*WHAT TO DO*
Copy the records from the line with "trace tall narrow window, every instance" to the line with "161 143 L 164", both lines included, and scale every coordinate in the answer outlines by 1.15, rounding each to a whole number with halves rounded up. Leave the requests and their sample layouts unchanged, and return only these lines.

*GIVEN DATA*
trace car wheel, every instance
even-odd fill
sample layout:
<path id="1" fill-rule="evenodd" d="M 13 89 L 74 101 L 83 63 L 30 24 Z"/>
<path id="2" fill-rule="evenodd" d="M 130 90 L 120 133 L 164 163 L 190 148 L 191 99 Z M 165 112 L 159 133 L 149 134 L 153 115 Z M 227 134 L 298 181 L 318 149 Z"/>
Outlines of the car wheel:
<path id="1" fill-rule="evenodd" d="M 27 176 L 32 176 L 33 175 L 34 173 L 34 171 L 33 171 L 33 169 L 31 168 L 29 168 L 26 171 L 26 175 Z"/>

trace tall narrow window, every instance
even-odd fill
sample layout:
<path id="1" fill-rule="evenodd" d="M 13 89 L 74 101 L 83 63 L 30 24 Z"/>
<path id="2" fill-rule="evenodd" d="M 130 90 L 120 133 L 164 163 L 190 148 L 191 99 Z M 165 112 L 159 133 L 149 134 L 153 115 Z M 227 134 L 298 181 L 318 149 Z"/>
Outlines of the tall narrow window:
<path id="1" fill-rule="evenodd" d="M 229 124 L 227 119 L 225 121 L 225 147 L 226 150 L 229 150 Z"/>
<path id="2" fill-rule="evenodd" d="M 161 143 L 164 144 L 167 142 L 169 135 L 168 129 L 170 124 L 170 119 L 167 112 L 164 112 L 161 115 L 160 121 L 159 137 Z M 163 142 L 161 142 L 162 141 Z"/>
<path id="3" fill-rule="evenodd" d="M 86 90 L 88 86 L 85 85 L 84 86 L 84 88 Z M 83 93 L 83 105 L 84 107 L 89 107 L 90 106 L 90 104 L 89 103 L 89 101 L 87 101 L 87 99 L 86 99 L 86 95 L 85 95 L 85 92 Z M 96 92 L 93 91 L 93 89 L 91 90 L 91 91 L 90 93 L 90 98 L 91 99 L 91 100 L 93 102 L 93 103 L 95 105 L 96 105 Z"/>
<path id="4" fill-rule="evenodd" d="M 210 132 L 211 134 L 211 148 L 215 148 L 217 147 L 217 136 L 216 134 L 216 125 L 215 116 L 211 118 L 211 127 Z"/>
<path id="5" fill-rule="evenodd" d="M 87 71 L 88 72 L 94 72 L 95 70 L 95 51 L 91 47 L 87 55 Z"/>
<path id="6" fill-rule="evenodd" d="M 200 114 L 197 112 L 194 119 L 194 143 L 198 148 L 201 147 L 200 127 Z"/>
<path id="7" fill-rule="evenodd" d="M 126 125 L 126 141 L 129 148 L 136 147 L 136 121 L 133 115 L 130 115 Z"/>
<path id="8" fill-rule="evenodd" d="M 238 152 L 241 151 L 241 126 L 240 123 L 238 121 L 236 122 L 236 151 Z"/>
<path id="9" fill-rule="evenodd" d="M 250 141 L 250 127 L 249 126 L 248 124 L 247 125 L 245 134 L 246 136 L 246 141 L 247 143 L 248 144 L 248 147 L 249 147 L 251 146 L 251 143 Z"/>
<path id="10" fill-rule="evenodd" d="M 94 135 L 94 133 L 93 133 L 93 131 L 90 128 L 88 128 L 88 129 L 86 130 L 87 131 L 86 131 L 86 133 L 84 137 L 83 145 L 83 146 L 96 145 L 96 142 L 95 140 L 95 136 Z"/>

*TASK SOLUTION*
trace tall narrow window, every instance
even-odd fill
sample layout:
<path id="1" fill-rule="evenodd" d="M 13 89 L 74 101 L 83 63 L 30 24 Z"/>
<path id="2" fill-rule="evenodd" d="M 130 90 L 120 133 L 164 163 L 190 148 L 191 99 Z M 165 112 L 159 133 L 149 134 L 153 115 Z M 227 134 L 298 181 L 318 149 Z"/>
Outlines of the tall narrow window:
<path id="1" fill-rule="evenodd" d="M 263 143 L 261 137 L 259 139 L 259 169 L 260 173 L 263 173 Z"/>
<path id="2" fill-rule="evenodd" d="M 185 164 L 189 166 L 192 163 L 194 155 L 193 148 L 196 143 L 196 137 L 192 129 L 189 129 L 185 132 L 184 139 L 183 158 Z M 187 163 L 185 163 L 186 162 Z"/>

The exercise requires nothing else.